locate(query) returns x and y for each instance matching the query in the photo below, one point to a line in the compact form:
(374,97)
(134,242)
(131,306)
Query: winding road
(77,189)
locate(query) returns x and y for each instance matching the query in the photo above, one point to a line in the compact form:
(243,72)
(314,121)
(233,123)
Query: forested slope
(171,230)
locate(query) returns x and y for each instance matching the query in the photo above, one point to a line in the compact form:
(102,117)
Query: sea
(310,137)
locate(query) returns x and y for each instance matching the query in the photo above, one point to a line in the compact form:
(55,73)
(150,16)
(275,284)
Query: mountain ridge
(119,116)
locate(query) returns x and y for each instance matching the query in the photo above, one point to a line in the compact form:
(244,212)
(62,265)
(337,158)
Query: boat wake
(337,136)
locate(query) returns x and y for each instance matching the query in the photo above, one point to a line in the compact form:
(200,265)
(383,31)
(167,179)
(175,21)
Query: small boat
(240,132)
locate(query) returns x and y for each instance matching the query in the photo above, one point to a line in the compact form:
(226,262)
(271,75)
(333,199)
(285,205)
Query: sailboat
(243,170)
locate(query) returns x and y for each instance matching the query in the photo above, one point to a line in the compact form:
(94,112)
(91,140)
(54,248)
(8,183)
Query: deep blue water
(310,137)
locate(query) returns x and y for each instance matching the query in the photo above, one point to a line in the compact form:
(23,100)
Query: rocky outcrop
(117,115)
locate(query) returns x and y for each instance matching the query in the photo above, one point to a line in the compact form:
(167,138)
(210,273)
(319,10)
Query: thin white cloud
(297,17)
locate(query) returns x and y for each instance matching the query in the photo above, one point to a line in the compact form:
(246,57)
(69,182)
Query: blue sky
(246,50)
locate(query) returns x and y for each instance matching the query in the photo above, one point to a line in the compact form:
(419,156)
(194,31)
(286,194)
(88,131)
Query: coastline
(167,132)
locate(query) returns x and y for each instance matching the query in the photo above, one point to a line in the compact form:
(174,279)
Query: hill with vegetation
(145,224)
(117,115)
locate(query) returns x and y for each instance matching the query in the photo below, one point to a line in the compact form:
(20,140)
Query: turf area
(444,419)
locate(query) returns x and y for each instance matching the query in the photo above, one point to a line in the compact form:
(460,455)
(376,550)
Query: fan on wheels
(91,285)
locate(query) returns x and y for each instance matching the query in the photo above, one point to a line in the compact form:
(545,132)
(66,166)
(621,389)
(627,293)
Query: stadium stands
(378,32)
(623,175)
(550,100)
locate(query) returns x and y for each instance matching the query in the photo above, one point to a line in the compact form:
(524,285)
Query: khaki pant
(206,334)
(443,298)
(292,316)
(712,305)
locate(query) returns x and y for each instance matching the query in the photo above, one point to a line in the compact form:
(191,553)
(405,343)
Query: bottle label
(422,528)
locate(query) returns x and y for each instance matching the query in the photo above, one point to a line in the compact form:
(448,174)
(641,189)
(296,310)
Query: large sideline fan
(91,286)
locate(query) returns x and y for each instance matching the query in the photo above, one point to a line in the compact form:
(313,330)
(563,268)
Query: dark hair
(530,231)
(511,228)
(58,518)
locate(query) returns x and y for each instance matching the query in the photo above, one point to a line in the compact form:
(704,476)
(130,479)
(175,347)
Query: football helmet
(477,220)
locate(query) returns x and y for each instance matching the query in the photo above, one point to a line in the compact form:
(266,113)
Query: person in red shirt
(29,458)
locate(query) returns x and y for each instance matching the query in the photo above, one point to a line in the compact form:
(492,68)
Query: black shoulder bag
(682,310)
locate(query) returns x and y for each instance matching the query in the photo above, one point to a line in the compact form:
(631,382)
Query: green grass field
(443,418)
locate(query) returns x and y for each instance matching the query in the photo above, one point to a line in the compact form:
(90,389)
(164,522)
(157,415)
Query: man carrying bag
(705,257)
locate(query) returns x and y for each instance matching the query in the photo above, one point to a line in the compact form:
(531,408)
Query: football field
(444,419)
---*---
Retype the entries shown above. Keep every word exactly as it is.

locate(query) returns x and y for each instance matching the query in the photo below, one point to a line in the compact form:
(374,97)
(134,242)
(131,306)
Query: winding road
(77,189)
locate(query) returns x and y for each instance matching the query in the photo above, one point to a line in the compact form:
(243,72)
(314,121)
(233,123)
Query: forested slope
(171,230)
locate(query) returns x and y for each instance matching the query in the photo above, one point to a line in the compact form:
(102,117)
Query: sea
(310,137)
locate(query) returns x and y for each instance matching the query in the photo above, one point to a line in the compact form:
(55,73)
(150,16)
(275,284)
Query: mountain ridge
(119,116)
locate(query) returns x and y for each instance matching the query in the photo above, one point to a line in the compact form:
(244,212)
(62,265)
(337,158)
Query: boat wake
(337,136)
locate(query) returns x and y for each instance matching the query in the photo above, one point to a line in the compact form:
(200,265)
(383,31)
(167,179)
(175,21)
Query: small boat
(240,132)
locate(query) returns x and y for each instance matching the query in the photo above, one point to a line in the compact form:
(226,262)
(271,75)
(333,199)
(285,205)
Query: sailboat
(243,170)
locate(query) returns x and y for each instance matching the query in the photo above, one point to a line in the compact form:
(94,112)
(91,140)
(54,248)
(8,183)
Query: deep blue water
(310,137)
locate(query) returns x and y for each instance matching the query in the photo above, one point to a line in the compact form:
(23,100)
Query: rocky outcrop
(117,115)
locate(query) returns x and y for each instance matching the query in the photo above, one point to a line in the compact form:
(167,138)
(210,273)
(319,10)
Query: thin white cloud
(297,17)
locate(query) returns x and y for each instance matching the query in the photo above, one point to a line in the compact form:
(246,57)
(69,182)
Query: blue sky
(246,50)
locate(query) returns x and y for each instance matching the query in the photo above, one point to a line in the compact form:
(419,156)
(194,31)
(286,194)
(88,131)
Query: coastline
(167,132)
locate(query) returns x and y for each instance matching the query in the photo above, one point to a line in the compact form:
(174,279)
Query: hill with vegetation
(145,224)
(117,115)
locate(query) returns x and y for each instance matching the query in the photo below, one point to a line in the compact form:
(20,140)
Query: turf area
(444,419)
locate(query) returns x and y for each instance matching the query in the photo above, one point to a line in the compact form:
(460,455)
(376,550)
Query: fan on wheels
(91,285)
locate(query) returns x and y for each instance matching the query in the photo above, one point to a line in the compact form:
(545,132)
(66,166)
(621,389)
(627,293)
Query: stadium stands
(378,32)
(623,175)
(550,100)
locate(query) returns x and y for each instance matching the query in the photo above, one point to a line in the compact form:
(524,285)
Query: khaki pant
(206,334)
(443,298)
(292,316)
(712,305)
locate(query) returns x and y for each instance matching the query in the photo above, one point to a line in the compact form:
(191,553)
(405,343)
Query: bottle label
(422,528)
locate(query) returns x and y for each instance matching the query in the photo above, one point to a line in the compact form:
(448,174)
(641,189)
(296,310)
Query: large sideline fan
(91,286)
locate(query) returns x and y for each instance matching the query in the photo above, one point to a line in the compact form:
(313,330)
(563,268)
Query: dark hair
(530,231)
(511,228)
(58,518)
locate(query) returns x and y for each instance matching the query in the photo above, one point to a line in the compact form:
(704,476)
(130,479)
(175,347)
Query: football helmet
(477,220)
locate(query) returns x and y for each instance matching the query in the photo above, one point to a line in the compact form:
(266,113)
Query: person in red shirt
(29,458)
locate(query) returns x and y for each instance matching the query in the photo above, one point to a line in the compact form:
(492,68)
Query: black shoulder bag
(682,310)
locate(query) returns x and y for each instance matching the query in the photo above, one point to a line in the compact form:
(631,382)
Query: green grass field
(443,418)
locate(query) returns x and y for each instance matching the query in the photo above, one point to a line in the compact form:
(90,389)
(164,522)
(157,415)
Query: man carrying bag
(705,257)
locate(query) returns x and y for each instance matching the query in the photo above, one point to a line in the compact form:
(531,408)
Query: football field
(444,419)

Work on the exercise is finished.